Lay out every line of the records below as a numbered list, skipping any blank lines and leaving out the pictures.

::: DATA SHOWN

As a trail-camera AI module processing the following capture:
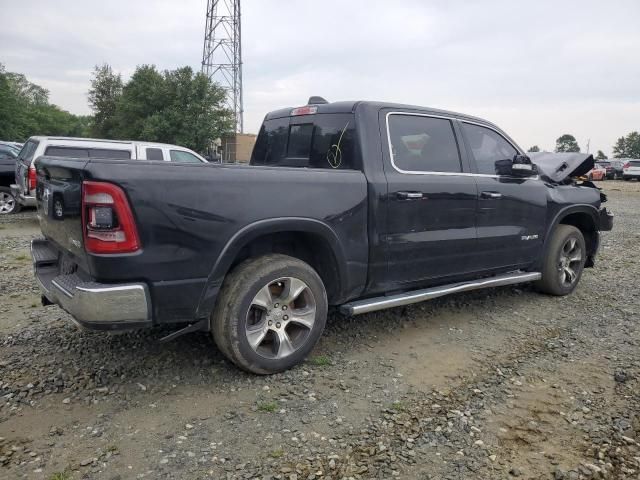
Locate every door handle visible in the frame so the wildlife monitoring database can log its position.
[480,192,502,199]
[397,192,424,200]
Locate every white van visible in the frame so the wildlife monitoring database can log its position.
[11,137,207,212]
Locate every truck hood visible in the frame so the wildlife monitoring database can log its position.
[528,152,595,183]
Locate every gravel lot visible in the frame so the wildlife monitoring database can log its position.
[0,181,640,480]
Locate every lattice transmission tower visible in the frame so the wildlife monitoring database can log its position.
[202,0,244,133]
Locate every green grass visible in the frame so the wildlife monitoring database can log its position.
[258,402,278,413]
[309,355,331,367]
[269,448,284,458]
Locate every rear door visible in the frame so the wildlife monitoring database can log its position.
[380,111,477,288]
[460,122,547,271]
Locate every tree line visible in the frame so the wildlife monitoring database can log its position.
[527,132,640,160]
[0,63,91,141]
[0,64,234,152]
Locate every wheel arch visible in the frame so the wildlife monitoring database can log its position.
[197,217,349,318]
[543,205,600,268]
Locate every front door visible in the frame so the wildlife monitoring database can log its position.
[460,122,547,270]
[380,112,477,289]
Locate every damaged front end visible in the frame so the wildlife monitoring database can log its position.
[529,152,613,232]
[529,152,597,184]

::::::

- [OUTPUT OF THE TASK]:
1. As a trail-camera AI module processing the following capture:
2. Locate every door handle visible in the frame so the wildlife monitoring database can log its position.
3. [480,192,502,199]
4. [397,192,424,200]
5. Locate every white van visible in the frame so the wildlife monitoring database can log its position.
6. [11,137,207,212]
7. Locate every truck hood visible in the frame so the wildlife monitoring database can log its position.
8. [528,152,595,183]
9. Locate every gravel lot visible in the frame so the wildlife monitoring database can log its position.
10. [0,181,640,480]
11. Locate every lattice transmission tower visible in the frame so the wildlife monitoring database can log its position.
12. [202,0,244,133]
13. Locate every green grass visible in the frame so the wildlife monitoring database can log its position.
14. [258,402,278,413]
15. [309,355,331,367]
16. [269,448,284,458]
17. Locate every rear door visible in the frame so the wildlife monitoring database can log its position.
18. [380,111,477,288]
19. [460,122,547,271]
20. Locate every tree line visible in the frame so the wildlife monitoring database can log its position.
21. [527,132,640,160]
22. [0,63,91,141]
23. [0,64,234,152]
24. Locate every wheel arch visible in the frame so the wildlife monitoring database can log its position.
25. [197,217,349,318]
26. [543,205,600,268]
27. Locate every front door visible in the frame so the wildlife monitoring database can log its position.
28. [460,122,547,270]
29. [380,112,477,289]
30. Locate every damaged front end visible in the frame so the wildlife monitoring database can log its position.
31. [529,152,613,232]
32. [529,152,597,184]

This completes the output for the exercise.